I have a question. I recently ordered my first fully SMT assembled PCB carrying an atmega328p. It is yet to be produced by JLCPCB. The board contains this crystal. I found online to use 2x 12pF capacitors instead of 22pF.
My board has a icsp connector for programming, but in retrosight... a USB socket... or having atleast the RX TX breakout.... it would have been really smart... I have little ways of talking to the board now. I can communicate though... I can change the arduino nano of my DIY ICSP programmer (with ISPprogrammer SW) by an other nano which can talk via software serial over the ICSP pins. Creative solution..
Anyways. I am adding a schematic for a ch340 to my own personal schematic database. And I found a similar crystal on JLCPCB's basic part list with the same name only rated for 12Mhz. And I believe the Ch340 uses 12MHz not?
However I do not really know which capacitor values I should use for this one. I recall that the frequency for the ch340 has to quite accurate/stable.
It has been a while since I have designed crystal osciallator circuits, but from memory the load capacitance is the capacitance of interest. The two capacitors fitted to the circuit are effectivly in series, as seem by the crystal. 2 x 12pF would be 6pF when in series and 2 x22pF would be 11pF.
I agree that the section of data sheet is unclear.
IIRC the crystal data should specify the nominal parallel capacitance for the nominal frequency. Each of your caps should be twice that value since the crystal sees them in series.
The datasheet they link to gives options for the cap which they could order to, but it looks like they decided on 20pF. Absent anything else, that would imply 2x39pF in series to me for the oscillator.
I had a client that had thousands (out of hundreds of thousands) of embedded systems that failed to operate reliably, often at temperatures that were not in the lab or manufacturing plant. Someone had attempted to save cost by fitting cheaper Xtals.
I did an exercise (plus some investigations with support from Xtal suppliers) to test for oscillator robustness. IIRC I devised a simple test to add a small values series resistor, temporarily in series with the Xtals in question. If the oscillator oscillated with the external resistor comparable to the Xtal's series resistance, then the design was robust. The series resistor was not fitted in the delivered items. The series resistor gave an indication of the margin.
As far as I know this solved the immediate issue and was rolled out across the all new designs.
This indicates that there are risks, even professional design teams can have difficulties. At least you will be able to change capacitors if you have difficulties as part of your debugging process.
A quote form one of the links in the above page; " Equivalent Series Resistance (ESR)

**Given instruction a:** List every distinct capacitance value, in picofarads, that appears in the crystal capacitor discussion above.

**Supplied data:**
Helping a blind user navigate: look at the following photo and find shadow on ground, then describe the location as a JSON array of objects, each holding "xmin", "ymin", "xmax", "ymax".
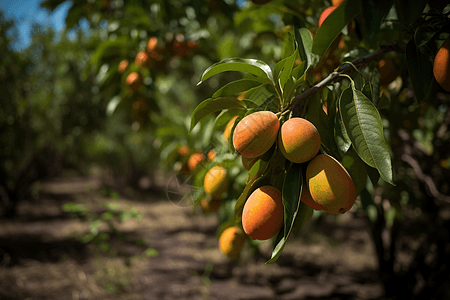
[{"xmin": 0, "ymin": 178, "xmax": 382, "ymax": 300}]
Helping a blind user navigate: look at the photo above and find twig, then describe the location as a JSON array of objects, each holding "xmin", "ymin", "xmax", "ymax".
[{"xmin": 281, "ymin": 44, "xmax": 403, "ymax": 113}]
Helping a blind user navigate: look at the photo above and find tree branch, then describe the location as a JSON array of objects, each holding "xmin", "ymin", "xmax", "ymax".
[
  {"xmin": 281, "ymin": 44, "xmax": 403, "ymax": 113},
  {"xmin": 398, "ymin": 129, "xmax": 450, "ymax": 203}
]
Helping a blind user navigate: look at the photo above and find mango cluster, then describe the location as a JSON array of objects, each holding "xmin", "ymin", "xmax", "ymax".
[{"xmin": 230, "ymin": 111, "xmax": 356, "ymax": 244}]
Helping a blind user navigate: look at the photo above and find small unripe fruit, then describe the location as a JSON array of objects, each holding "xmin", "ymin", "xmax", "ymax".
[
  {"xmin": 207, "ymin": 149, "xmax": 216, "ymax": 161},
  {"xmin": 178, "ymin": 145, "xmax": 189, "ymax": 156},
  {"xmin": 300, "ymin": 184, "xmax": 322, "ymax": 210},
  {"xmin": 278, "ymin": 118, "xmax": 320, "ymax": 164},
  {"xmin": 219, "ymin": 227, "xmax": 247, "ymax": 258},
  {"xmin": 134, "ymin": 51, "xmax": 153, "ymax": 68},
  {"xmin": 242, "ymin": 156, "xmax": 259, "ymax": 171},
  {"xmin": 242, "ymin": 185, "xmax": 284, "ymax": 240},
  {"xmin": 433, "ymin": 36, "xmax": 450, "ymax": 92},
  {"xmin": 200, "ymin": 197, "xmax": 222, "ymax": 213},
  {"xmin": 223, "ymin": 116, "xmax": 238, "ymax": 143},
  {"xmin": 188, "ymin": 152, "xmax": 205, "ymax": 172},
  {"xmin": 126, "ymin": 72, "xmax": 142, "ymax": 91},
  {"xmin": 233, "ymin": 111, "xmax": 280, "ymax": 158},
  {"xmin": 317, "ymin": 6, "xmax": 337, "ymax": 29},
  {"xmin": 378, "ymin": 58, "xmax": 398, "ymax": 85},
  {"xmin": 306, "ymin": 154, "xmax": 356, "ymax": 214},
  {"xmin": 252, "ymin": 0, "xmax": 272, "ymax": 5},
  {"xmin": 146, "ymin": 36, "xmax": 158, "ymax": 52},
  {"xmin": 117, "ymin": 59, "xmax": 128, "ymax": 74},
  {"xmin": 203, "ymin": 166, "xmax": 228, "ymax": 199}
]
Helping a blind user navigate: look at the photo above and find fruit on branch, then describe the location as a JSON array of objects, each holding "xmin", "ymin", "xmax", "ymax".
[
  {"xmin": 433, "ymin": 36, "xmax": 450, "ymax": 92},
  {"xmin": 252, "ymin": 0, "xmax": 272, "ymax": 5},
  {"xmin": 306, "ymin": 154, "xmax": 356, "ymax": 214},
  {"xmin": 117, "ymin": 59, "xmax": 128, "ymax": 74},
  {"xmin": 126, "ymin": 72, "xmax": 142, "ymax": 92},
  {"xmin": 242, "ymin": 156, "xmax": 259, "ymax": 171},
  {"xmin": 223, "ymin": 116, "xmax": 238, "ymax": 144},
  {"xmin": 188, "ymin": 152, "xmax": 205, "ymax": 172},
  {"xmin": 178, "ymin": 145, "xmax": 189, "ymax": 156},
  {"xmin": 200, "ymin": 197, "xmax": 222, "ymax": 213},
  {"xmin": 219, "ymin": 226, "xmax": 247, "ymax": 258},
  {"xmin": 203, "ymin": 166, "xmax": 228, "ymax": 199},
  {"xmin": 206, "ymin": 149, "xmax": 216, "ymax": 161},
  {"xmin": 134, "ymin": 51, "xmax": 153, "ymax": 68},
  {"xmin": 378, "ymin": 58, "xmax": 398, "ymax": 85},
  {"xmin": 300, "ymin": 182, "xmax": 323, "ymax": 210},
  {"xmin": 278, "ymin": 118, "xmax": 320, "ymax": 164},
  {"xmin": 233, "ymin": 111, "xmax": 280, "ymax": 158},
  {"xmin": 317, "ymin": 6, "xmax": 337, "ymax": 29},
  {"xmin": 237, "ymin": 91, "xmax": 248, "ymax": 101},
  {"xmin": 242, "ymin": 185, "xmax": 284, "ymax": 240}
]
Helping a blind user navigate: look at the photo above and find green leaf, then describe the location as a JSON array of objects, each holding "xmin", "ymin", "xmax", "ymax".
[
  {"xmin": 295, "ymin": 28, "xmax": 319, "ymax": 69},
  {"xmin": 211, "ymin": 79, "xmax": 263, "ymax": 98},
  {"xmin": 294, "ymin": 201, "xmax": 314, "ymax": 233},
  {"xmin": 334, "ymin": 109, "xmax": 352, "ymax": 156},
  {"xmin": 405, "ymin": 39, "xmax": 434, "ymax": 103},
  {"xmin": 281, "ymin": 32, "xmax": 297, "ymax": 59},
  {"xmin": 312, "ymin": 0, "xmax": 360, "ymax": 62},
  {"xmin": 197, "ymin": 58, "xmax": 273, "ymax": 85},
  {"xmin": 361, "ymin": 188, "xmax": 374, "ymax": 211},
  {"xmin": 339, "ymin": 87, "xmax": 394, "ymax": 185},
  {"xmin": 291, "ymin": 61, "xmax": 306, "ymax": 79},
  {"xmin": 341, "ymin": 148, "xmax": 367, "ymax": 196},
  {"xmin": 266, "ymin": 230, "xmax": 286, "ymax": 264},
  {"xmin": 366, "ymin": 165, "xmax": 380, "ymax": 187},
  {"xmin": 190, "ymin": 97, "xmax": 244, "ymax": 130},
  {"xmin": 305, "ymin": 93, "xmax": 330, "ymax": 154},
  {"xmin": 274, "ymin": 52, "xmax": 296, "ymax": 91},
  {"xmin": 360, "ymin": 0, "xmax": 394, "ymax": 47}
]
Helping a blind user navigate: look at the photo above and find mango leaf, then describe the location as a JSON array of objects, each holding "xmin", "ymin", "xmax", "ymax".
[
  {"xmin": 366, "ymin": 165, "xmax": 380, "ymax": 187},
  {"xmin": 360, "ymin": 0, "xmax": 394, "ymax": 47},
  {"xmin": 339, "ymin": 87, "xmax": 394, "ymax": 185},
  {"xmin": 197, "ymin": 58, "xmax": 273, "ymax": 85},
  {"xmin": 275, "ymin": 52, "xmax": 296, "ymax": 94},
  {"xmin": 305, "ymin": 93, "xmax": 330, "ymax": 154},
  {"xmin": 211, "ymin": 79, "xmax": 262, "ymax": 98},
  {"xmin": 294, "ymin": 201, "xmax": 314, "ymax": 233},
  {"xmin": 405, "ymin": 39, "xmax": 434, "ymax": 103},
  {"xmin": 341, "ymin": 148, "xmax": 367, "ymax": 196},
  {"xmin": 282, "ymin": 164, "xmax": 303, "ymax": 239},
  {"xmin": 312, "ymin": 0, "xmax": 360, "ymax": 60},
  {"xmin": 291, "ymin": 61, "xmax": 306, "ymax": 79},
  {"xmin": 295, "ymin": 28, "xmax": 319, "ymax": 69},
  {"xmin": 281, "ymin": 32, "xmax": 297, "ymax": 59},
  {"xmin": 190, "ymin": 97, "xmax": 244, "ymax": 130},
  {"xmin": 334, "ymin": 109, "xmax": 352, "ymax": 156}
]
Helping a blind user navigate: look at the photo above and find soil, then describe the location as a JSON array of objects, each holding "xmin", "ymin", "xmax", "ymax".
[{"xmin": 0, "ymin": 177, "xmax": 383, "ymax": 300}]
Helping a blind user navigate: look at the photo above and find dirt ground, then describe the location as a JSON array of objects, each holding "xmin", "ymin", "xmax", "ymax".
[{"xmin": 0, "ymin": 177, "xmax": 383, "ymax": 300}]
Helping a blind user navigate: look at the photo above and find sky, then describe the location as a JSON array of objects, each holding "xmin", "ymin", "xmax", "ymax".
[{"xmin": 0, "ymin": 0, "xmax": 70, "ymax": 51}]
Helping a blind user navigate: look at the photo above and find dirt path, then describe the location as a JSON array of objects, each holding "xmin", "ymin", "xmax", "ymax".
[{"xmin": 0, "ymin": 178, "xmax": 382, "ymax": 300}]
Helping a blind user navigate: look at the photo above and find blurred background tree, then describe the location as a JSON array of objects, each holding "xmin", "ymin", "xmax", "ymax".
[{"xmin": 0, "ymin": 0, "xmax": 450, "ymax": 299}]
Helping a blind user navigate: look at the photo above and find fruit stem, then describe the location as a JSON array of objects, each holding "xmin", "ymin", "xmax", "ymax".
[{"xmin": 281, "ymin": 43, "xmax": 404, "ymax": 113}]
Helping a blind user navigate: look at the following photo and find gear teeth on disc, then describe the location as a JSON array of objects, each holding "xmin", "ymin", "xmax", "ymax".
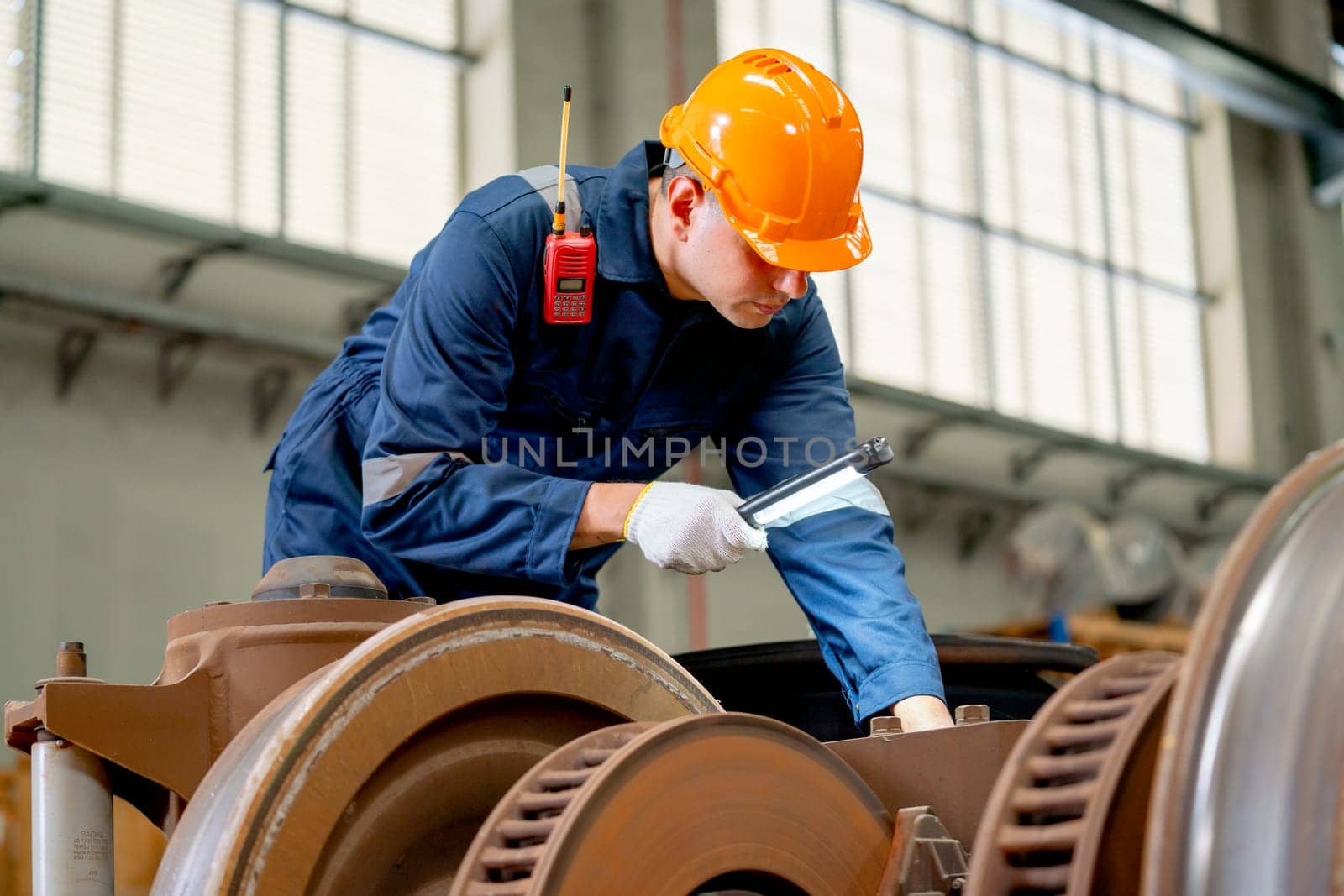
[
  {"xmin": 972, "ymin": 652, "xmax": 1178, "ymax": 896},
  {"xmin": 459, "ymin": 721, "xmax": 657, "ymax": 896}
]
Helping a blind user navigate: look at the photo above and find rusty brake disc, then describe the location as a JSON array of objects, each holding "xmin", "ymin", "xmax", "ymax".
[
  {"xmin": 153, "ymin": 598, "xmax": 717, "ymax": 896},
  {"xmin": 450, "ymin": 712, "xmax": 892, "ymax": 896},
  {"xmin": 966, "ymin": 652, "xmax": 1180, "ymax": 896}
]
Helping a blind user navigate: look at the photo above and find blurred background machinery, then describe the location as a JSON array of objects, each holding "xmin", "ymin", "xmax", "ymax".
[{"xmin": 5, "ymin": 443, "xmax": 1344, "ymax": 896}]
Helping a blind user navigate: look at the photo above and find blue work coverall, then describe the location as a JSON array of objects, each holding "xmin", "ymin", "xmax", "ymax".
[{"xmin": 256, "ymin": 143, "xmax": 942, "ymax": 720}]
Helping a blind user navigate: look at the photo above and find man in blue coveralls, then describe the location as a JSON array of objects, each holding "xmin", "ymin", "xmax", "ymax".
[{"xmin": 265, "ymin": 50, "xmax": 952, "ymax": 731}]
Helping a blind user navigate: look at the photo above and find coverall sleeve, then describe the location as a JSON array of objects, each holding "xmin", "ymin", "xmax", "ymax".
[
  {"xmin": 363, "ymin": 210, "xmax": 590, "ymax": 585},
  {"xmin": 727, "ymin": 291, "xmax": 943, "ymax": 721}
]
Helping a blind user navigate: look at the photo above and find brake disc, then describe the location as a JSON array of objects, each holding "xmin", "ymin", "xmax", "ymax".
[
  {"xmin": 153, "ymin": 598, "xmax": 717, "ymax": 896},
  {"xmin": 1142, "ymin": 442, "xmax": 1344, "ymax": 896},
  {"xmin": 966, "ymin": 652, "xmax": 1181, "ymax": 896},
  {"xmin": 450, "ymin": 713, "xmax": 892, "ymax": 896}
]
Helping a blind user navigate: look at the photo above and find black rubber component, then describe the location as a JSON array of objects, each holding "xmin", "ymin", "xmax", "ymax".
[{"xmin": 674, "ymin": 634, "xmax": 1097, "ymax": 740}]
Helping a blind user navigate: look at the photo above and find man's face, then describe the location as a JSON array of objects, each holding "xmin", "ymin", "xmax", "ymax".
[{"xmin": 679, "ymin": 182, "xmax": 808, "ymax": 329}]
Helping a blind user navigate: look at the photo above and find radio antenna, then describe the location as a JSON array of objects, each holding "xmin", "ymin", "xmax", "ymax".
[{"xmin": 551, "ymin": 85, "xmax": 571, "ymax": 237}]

**Given instruction b:** Copy out the records again, starting with the line that contains "background machinery, then" and going on through the last line of the records, both ends included.

**Exercise answer a:** 12pF, 22pF, 6pF, 11pF, 20pF, 39pF

**Exercise answer b:**
Helping a blind user navigate: look at the photo above and find blurred background machinery, then describe the location as a JSON array of objects, each holding "xmin", "ymin", "xmax", "ymax".
[{"xmin": 5, "ymin": 443, "xmax": 1344, "ymax": 896}]
Helping a blind user navigate: look at the photo above and find blue work coverall, then describe the location as a JSON array of objects, each holding "xmin", "ymin", "xmax", "ymax".
[{"xmin": 256, "ymin": 143, "xmax": 942, "ymax": 720}]
Helping a blind user navigate: look at the photo above and find man in blue coveralls, then describe the location as a JSON array of objects, each holding "xmin", "ymin", "xmax", "ymax".
[{"xmin": 265, "ymin": 50, "xmax": 952, "ymax": 731}]
Helping a blind user navigate: look at the photo above and find coverall sleeve, then describe the location as a JSON array of objects, each holding "xmin", "ymin", "xmax", "ymax".
[
  {"xmin": 363, "ymin": 210, "xmax": 590, "ymax": 585},
  {"xmin": 727, "ymin": 291, "xmax": 943, "ymax": 721}
]
Helping a blind user navigate: look at the photo above and find brake disc, then describe the location as a JSON array of objects, each holding "xmin", "ymin", "xmax", "ymax".
[
  {"xmin": 153, "ymin": 598, "xmax": 717, "ymax": 896},
  {"xmin": 1142, "ymin": 442, "xmax": 1344, "ymax": 896},
  {"xmin": 966, "ymin": 652, "xmax": 1181, "ymax": 896},
  {"xmin": 450, "ymin": 713, "xmax": 892, "ymax": 896}
]
Helping a blind user navigate: look at the photo above and find black rubber component, then describe the location as a JSON array of objects, each holding "xmin", "ymin", "xmax", "ymax".
[{"xmin": 674, "ymin": 634, "xmax": 1097, "ymax": 740}]
Helping a blind user navigate: look at the photo above and find man's face, then describe the location as a JSON array of objects, each holding "xmin", "ymin", "xmax", "ymax".
[{"xmin": 679, "ymin": 182, "xmax": 808, "ymax": 329}]
Helping a blind user navigate: look at the photo above and find radio antenna, then describe the location as a JSON array of objects, each holding "xmin", "ymin", "xmax", "ymax".
[{"xmin": 551, "ymin": 85, "xmax": 571, "ymax": 237}]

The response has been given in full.